Document excerpt:
Following the addition of sandbox technology to Adobe’s flagship product, people (including we at Planet PDF) have been keen to nail down the practical implications of the move. Sure, it makes PDF viewing safer, but how will it affect my elegant PDF document workflow? In this article, I take a look at some of the finer points of ‘Protected View’, Acrobat’s new bodyguard.
What is Protected View?
Protected View is the name that Adobe has given to Acrobat’s sandbox technology. Basically, it’s a secure mode that isolates PDF documents viewed in Acrobat or web browser from system resources. For a little more on this, check out my original article on the topic.
Will Acrobat’s Protected View be enabled automatically?
In a word, ‘no’, at least for the full, standalone version of Acrobat. Viewing PDFs in the browser is a special case (see below). I wrote earlier that Protected View would be enabled by default. Well, it turns out that I was wrong. Sorry about that! I have now added a correction note to the original piece. According to a pair of blog posts by Adobe’s Joel Geraci on The PDF Developer Junkie Blog, Adobe Reader’s sandbox tech (‘Protected Mode’) will be enabled by default for improved security; however, Acrobat’s ‘Protected View’ will be disabled to avoid breaking existing workflows. To recap, the defaults are that Reader’s sandbox tech is enabled, while Acrobat’s is disabled.
Even though Protected View isn’t automatically activated, Geraci recommends enabling it for casual users working in unsecured environments, and I agree with him. In Acrobat, opening a PDF in Protected View gives you a warning bar that alerts you to the potentially unsafe source of the file, and includes a button that allows you to ‘Enable All Features’. When you need the extra features to work with a given PDF document, you can just hit the handy button to exit Protected View.
The story is different for viewing PDFs in a browser. The browser version of Protected View doesn’t give you an alert and doesn’t allow you to enable the document. Instead, the interface basically looks like Adobe Reader. Users can still do things like fill-in and save form data, add signatures and the like if the document has been ‘rights enabled’. This means that you can potentially do a little more with PDFs in the browser’s Protected View than in Acrobat’s. That said, the browser doesn’t let you exit Protected View to activate Acrobat’s full functionality.
Will Protected View affect all PDF files?
The short answer here is ‘it depends’. Protected View has two modes (well, three, if you count ‘Off’):
- Off: Protected View is disabled. With this setting, no PDF documents open in Protected View.

Written problem A: Output the records as a numbered list with blank lines omitted, beginning at the first line of the records and ending after the line that contains "M37 151L37 155L36".

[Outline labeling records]
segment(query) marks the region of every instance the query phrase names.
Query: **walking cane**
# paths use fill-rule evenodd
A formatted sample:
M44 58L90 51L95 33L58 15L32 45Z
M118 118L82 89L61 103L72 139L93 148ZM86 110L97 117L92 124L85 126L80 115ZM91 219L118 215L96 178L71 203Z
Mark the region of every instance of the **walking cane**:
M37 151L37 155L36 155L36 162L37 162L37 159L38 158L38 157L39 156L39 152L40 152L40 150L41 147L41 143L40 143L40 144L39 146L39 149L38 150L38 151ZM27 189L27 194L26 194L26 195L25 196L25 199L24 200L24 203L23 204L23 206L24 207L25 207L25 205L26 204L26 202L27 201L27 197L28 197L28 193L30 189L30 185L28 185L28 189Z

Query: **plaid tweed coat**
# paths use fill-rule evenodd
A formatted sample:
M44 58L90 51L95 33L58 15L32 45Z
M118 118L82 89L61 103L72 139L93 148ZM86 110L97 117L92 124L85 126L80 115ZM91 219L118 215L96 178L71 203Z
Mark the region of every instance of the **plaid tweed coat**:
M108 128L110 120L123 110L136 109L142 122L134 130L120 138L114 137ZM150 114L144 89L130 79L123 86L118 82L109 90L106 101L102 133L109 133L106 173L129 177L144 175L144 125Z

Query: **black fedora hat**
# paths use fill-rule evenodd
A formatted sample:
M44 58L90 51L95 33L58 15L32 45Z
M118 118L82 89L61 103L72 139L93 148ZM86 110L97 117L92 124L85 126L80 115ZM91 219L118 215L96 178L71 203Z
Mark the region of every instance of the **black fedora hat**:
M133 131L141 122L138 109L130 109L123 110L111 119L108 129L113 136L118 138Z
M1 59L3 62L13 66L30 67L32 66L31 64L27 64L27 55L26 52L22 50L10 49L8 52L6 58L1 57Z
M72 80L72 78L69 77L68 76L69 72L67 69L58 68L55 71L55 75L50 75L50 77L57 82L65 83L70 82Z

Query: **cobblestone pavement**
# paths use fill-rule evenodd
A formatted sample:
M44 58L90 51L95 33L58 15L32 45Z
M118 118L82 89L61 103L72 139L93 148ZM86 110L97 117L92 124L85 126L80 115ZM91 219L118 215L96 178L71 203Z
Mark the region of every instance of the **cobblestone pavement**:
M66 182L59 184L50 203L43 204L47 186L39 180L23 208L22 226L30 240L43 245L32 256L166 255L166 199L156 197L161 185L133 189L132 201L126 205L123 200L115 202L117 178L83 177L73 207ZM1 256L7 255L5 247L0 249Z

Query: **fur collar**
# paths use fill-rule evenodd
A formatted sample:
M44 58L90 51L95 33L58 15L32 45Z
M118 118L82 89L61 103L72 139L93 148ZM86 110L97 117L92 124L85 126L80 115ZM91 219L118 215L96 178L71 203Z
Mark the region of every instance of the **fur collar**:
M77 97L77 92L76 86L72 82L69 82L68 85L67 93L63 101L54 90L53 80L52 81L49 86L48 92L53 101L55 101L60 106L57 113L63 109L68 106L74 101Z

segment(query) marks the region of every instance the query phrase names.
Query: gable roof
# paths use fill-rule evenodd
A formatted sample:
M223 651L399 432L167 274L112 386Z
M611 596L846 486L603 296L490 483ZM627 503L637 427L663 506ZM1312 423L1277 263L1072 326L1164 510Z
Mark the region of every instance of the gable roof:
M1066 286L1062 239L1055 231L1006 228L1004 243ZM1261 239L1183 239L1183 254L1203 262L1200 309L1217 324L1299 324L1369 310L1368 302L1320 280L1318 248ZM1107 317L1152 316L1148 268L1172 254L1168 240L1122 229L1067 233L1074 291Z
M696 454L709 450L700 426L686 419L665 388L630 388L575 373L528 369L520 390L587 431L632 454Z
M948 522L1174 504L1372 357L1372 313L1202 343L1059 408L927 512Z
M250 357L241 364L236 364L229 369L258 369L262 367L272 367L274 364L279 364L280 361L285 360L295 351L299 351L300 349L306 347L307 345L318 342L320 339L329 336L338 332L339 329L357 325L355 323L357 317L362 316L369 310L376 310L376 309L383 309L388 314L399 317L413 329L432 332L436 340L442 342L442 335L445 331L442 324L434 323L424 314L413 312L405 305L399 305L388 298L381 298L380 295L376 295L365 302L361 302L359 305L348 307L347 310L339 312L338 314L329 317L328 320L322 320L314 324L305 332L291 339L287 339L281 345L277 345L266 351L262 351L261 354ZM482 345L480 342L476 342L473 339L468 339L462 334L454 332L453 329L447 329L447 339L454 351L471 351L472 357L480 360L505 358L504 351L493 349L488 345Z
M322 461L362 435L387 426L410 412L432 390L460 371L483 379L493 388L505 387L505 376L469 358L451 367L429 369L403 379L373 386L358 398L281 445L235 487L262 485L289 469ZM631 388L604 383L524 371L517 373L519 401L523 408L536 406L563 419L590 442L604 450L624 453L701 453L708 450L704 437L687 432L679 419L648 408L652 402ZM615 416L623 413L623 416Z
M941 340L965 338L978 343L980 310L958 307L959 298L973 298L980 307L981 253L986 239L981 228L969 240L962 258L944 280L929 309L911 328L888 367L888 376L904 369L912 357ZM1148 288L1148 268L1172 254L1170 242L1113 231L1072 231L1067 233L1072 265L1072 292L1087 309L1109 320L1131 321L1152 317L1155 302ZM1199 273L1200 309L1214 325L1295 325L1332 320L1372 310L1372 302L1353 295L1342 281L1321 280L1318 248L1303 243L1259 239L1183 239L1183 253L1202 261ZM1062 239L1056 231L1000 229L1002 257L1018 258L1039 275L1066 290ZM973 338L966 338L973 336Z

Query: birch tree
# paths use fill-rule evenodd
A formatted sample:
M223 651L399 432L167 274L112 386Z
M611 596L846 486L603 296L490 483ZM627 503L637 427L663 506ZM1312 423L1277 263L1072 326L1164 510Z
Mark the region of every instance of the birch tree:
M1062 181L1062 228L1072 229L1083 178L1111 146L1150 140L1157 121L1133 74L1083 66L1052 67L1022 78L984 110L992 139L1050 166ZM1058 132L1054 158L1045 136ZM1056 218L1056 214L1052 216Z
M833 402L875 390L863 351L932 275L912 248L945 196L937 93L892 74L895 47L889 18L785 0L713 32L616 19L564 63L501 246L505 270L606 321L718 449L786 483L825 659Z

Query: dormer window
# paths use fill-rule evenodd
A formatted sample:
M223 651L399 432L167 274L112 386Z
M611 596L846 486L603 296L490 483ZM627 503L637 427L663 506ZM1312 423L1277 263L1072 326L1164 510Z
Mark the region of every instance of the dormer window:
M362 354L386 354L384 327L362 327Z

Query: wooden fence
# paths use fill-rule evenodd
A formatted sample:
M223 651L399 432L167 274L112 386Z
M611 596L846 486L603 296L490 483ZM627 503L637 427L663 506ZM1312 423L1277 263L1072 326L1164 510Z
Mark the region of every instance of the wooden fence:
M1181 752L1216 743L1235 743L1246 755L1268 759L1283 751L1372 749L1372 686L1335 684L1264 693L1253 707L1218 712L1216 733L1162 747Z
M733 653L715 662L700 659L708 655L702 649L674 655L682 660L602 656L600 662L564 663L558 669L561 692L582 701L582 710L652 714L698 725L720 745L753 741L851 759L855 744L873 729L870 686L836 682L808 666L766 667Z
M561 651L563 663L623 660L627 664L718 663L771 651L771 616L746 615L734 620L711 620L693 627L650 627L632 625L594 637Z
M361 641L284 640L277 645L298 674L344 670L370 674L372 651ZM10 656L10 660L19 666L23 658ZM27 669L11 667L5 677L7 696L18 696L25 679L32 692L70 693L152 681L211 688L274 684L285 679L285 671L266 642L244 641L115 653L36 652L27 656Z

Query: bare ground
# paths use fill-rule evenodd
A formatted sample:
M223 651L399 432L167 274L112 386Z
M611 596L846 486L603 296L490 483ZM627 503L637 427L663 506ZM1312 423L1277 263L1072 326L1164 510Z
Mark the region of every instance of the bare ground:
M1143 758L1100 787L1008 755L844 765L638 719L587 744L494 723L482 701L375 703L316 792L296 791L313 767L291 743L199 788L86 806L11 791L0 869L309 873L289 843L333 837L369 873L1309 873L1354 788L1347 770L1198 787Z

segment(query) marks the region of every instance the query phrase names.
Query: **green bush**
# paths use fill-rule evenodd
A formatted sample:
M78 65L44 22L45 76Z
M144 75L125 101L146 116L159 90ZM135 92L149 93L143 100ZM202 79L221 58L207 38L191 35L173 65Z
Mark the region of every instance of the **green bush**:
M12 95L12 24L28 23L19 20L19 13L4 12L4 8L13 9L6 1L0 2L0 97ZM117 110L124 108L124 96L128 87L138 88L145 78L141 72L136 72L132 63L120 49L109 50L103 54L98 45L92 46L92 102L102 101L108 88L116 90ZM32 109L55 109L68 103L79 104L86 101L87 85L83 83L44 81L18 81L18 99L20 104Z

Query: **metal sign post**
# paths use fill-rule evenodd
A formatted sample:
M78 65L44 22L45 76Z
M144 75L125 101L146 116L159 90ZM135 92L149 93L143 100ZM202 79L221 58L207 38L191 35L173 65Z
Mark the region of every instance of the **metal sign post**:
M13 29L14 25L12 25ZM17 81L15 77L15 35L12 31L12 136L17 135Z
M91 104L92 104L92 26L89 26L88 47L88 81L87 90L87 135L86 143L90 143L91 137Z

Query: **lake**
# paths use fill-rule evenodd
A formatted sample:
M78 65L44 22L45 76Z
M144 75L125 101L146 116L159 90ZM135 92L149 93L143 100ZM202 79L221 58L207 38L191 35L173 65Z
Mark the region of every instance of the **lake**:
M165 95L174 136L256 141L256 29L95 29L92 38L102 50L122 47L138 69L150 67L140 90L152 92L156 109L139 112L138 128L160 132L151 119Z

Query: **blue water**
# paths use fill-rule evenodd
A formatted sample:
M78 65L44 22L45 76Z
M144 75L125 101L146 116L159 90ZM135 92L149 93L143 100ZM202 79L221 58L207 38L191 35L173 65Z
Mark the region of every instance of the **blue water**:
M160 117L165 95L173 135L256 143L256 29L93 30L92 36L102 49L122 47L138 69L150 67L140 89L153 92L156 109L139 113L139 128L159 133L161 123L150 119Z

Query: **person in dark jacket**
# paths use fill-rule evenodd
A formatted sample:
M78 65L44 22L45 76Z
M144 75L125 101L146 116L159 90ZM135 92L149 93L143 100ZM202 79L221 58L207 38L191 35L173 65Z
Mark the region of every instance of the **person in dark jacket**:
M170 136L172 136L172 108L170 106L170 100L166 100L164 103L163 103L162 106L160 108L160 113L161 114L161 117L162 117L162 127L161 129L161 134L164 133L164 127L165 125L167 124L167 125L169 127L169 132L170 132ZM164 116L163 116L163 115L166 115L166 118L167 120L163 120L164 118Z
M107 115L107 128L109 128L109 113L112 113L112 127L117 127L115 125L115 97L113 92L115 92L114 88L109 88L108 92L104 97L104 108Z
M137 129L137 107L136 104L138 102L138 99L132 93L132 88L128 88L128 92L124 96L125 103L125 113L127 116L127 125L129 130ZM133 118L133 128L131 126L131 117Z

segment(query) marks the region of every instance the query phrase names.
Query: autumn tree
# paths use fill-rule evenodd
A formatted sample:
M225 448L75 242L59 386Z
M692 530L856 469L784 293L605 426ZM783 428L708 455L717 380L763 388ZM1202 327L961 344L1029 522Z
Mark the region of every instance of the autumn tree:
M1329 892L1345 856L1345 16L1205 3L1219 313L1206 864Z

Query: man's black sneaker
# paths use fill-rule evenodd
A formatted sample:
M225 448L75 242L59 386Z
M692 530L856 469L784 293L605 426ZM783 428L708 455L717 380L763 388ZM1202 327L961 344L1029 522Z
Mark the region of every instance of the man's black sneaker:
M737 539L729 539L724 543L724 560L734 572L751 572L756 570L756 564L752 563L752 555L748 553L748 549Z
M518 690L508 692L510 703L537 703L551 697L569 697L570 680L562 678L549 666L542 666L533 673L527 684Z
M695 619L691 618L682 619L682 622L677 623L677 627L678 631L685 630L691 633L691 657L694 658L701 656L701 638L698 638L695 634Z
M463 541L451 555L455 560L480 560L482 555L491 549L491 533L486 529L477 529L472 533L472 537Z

Written problem B: In the article on Acrobat's Protected View, what name is given to Adobe Reader's sandbox technology?

Exercise result A:
1. segment(query) marks the region of every instance the query phrase names.
2. Query: **walking cane**
3. # paths use fill-rule evenodd
4. A formatted sample:
5. M44 58L90 51L95 33L58 15L32 45Z
6. M118 118L82 89L61 103L72 139L93 148ZM86 110L97 117L92 124L85 126L80 115ZM91 219L118 215L96 178L71 203Z
7. Mark the region of every instance of the **walking cane**:
8. M37 151L37 155L36 155L36 162L37 162L37 159L38 158L38 157L39 156L39 152L40 152L40 150L41 147L41 143L40 143L40 144L39 146L39 149L38 150L38 151ZM27 189L27 194L26 194L26 195L25 196L25 199L24 200L24 203L23 204L23 206L24 207L25 207L25 205L26 204L26 202L27 201L27 197L28 197L28 193L30 189L30 185L28 185L28 189Z

Exercise result B: Protected Mode